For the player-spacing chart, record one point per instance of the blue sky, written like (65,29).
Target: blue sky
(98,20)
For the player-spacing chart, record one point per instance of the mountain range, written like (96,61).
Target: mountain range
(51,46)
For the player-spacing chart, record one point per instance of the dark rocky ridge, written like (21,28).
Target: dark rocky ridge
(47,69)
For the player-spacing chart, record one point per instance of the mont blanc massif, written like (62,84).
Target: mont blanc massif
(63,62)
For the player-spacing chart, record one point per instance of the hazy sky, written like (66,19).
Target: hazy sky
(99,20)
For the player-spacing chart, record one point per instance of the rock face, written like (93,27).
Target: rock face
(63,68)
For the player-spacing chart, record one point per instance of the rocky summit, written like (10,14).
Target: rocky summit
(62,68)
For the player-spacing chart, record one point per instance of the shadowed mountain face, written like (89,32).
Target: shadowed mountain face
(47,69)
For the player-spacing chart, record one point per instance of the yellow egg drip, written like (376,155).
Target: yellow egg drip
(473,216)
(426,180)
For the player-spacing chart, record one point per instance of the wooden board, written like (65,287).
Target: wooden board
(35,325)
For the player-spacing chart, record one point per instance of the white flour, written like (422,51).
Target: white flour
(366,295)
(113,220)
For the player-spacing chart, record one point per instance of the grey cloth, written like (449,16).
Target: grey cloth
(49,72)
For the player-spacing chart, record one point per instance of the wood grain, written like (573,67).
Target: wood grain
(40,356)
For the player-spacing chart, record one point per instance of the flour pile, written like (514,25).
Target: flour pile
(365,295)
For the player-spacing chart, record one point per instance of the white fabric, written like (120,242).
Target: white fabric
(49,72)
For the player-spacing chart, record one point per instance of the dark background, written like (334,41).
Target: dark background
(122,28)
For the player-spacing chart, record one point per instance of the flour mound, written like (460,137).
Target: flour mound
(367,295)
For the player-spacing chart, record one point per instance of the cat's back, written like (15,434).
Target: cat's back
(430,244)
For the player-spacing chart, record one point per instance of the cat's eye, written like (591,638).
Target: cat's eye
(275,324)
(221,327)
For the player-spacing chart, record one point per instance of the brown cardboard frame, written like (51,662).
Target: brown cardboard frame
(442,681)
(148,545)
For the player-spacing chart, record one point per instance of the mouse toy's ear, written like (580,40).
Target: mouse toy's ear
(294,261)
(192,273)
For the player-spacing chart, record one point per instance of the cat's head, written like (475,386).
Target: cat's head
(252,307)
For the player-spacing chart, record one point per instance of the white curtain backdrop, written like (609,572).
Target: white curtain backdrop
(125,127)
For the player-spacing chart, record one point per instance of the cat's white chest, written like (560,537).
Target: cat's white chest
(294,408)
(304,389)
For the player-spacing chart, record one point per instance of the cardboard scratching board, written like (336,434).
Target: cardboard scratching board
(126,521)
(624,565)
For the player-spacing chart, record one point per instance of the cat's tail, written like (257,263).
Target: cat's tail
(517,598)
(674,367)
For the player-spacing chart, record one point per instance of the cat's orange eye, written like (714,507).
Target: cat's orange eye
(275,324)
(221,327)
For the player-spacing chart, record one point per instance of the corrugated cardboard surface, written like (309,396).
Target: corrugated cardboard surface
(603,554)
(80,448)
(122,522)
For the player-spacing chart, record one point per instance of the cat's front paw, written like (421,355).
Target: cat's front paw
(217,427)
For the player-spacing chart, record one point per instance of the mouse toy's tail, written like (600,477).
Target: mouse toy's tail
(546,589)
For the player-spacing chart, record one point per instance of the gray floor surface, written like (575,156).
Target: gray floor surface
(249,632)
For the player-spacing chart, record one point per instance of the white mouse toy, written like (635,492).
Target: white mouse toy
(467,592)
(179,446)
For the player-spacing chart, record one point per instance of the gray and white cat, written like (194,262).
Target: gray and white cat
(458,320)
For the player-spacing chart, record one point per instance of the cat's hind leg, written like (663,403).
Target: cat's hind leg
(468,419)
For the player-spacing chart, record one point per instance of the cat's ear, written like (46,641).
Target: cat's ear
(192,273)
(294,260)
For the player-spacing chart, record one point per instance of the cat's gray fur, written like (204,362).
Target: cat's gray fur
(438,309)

◆ Stated task: Update the lines from the one containing "written like (46,641)." through the last line by replacing "Target" with "Label", and leave everything else unchanged.

◆ Reply:
For the player-spacing chart, record one point per instance of the cat's ear, written like (46,641).
Label: cat's ear
(192,273)
(294,260)
For the player-spacing chart, record one point per instance of the cat's gray fur, written like (204,362).
Label: cat's gray fur
(438,309)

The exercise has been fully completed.